**Supplied information:**
═══
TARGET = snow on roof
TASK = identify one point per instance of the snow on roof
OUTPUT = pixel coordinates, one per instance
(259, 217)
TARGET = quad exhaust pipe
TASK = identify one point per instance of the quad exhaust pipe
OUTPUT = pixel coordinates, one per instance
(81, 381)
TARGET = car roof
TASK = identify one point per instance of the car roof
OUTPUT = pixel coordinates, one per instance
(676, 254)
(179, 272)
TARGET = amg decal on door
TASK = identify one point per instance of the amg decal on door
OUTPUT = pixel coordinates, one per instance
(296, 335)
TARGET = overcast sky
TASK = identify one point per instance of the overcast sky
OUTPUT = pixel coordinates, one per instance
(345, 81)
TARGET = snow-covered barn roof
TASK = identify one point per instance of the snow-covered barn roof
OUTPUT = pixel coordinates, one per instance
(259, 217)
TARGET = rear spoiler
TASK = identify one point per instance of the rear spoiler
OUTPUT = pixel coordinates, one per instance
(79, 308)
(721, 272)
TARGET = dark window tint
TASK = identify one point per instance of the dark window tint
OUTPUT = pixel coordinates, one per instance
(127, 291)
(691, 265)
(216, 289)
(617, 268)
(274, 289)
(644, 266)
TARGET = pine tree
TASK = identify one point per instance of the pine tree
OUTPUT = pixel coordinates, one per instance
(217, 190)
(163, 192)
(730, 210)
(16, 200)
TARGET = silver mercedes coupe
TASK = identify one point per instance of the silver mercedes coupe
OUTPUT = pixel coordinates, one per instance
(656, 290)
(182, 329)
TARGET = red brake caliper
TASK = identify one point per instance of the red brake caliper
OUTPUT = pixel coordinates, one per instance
═══
**Written request:** Copy out the part of the material that opens with the line containing "TARGET = silver mercedes coupe" and runs through its end, replacing "coupe" with "sedan" and changing nothing else.

**Task result:**
TARGET = silver mercedes sedan
TASK = identify one point per instance of the silver mercedes sedan
OUTPUT = pixel coordinates, one per instance
(656, 290)
(182, 329)
TARGET = red brake caliper
TASK = identify one point per instance of the red brake caliper
OUTPUT = pixel coordinates, one per instance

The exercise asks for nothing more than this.